▸ **EXERCISE**
Would you repeat every line of the data exactly?

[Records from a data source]
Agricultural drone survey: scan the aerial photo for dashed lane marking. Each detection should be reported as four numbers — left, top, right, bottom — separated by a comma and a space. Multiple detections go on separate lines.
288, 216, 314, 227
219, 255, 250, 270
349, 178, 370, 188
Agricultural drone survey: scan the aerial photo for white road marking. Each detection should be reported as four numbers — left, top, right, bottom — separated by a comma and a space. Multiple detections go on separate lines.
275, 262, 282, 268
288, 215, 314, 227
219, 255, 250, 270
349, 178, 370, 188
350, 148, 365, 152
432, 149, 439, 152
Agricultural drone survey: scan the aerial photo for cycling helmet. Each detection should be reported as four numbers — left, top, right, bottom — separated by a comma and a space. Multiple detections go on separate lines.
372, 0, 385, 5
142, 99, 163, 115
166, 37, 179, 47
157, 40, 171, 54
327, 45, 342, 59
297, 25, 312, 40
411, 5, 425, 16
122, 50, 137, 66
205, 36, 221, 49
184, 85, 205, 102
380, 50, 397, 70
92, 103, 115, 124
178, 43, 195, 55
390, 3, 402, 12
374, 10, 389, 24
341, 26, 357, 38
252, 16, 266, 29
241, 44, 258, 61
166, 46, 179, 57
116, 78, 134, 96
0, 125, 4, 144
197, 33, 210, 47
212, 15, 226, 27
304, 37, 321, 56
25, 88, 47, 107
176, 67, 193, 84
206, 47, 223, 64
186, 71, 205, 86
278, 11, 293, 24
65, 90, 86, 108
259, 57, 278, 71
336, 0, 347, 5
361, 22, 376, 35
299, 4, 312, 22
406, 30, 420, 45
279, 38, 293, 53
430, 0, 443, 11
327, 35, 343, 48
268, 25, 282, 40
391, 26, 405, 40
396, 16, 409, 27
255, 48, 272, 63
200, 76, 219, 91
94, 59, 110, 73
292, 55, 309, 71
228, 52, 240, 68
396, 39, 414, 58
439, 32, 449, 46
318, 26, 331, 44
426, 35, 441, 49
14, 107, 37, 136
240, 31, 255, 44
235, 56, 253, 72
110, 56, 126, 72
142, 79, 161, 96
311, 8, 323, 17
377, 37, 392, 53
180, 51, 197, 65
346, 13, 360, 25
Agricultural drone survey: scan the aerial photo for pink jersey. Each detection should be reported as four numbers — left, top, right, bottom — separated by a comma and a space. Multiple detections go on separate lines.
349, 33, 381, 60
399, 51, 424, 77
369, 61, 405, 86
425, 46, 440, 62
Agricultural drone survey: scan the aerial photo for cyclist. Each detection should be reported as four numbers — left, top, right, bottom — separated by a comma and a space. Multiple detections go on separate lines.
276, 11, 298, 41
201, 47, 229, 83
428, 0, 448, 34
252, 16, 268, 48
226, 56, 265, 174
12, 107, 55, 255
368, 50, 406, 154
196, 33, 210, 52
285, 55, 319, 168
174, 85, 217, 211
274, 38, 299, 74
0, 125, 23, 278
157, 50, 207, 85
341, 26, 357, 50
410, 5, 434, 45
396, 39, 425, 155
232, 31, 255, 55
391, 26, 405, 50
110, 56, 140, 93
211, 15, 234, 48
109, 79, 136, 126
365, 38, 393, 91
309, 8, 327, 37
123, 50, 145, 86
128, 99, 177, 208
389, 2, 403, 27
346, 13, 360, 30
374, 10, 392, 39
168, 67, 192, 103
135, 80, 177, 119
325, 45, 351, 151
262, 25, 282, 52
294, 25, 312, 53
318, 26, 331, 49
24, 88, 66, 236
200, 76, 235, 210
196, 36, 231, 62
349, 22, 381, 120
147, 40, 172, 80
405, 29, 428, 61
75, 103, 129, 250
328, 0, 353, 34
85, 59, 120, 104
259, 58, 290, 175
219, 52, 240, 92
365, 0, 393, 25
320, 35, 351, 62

▸ **SOLUTION TO THE EXERCISE**
Agricultural drone survey: scan the aerial photo for dashed lane marking. Each detection should be reported as four numbers — left, top, right, bottom — separated by a comma and a space. Multiple detections go on separate lines.
288, 216, 314, 227
219, 255, 250, 270
349, 178, 370, 188
Agricultural drone survey: scan the aerial photo for white road marking. Each detection should be reported as four numbers — left, top, right, bottom — separated by a comma and a space. Multiple detections go on separate lines.
275, 262, 282, 268
288, 215, 314, 227
219, 255, 250, 270
349, 178, 370, 188
350, 148, 365, 152
432, 149, 439, 152
Agricultural drone survey: scan the aerial photo for cycling helmet. Each detection should be reported as four numbers — left, top, right, bottom — separated by a comma and a space. Multiple detections go on separate lines.
372, 0, 385, 5
142, 99, 163, 115
166, 37, 179, 47
157, 40, 171, 54
327, 45, 342, 59
297, 25, 312, 40
411, 5, 425, 16
122, 50, 137, 66
205, 36, 221, 49
184, 85, 205, 102
380, 50, 397, 70
92, 103, 115, 124
178, 43, 195, 55
390, 3, 402, 12
374, 10, 389, 24
341, 26, 357, 38
252, 16, 266, 29
241, 44, 258, 61
166, 46, 179, 57
116, 78, 134, 96
0, 125, 4, 144
197, 33, 210, 47
212, 15, 226, 27
304, 37, 321, 56
25, 88, 47, 107
176, 67, 193, 84
206, 47, 223, 64
186, 71, 205, 86
278, 11, 293, 24
65, 90, 86, 108
259, 57, 278, 71
336, 0, 347, 5
361, 22, 376, 35
299, 4, 312, 22
406, 30, 420, 45
279, 38, 293, 53
430, 0, 443, 11
327, 35, 343, 48
268, 25, 282, 40
391, 26, 405, 40
396, 16, 409, 27
255, 48, 272, 63
200, 76, 219, 91
94, 59, 110, 73
292, 55, 309, 71
228, 52, 240, 68
396, 39, 414, 58
439, 32, 449, 46
318, 26, 331, 44
426, 35, 441, 49
14, 107, 37, 136
240, 31, 255, 44
235, 56, 253, 72
110, 56, 126, 72
142, 79, 161, 96
311, 8, 323, 17
377, 37, 392, 53
180, 51, 197, 65
346, 13, 360, 25
Agricultural drone survey: scan the aerial photo for pink jersey. Each detection should be reported as four numbers — left, top, right, bottom — separated by a comma and a space. Multiple detections go on separate lines.
349, 33, 381, 60
399, 51, 424, 77
369, 61, 405, 86
425, 46, 440, 62
Agricultural drone survey: scan the aerial photo for cyclist. Each detection should be reported as four numbers — left, top, right, bottom — separated by a comma and a space. Multiple detections go on separate lines.
276, 11, 298, 41
201, 47, 229, 83
428, 0, 448, 34
252, 16, 268, 48
226, 56, 265, 174
12, 107, 55, 255
368, 50, 406, 154
196, 33, 210, 52
285, 55, 319, 168
174, 85, 217, 211
274, 38, 299, 74
0, 125, 23, 278
157, 50, 207, 85
341, 26, 357, 50
410, 5, 434, 45
396, 39, 425, 155
232, 31, 255, 55
391, 26, 405, 50
110, 56, 140, 93
211, 15, 234, 48
109, 79, 136, 126
365, 38, 393, 91
309, 8, 327, 37
123, 50, 145, 86
128, 99, 177, 208
389, 2, 403, 27
346, 13, 360, 30
374, 10, 392, 39
168, 67, 192, 103
135, 80, 177, 119
325, 45, 351, 151
262, 25, 282, 52
294, 25, 312, 53
318, 26, 331, 49
24, 88, 66, 236
200, 76, 235, 210
196, 36, 231, 62
349, 22, 381, 120
147, 40, 172, 80
405, 29, 428, 61
75, 103, 129, 250
328, 0, 353, 34
85, 59, 120, 104
259, 58, 290, 175
219, 52, 240, 92
365, 0, 393, 25
320, 35, 351, 62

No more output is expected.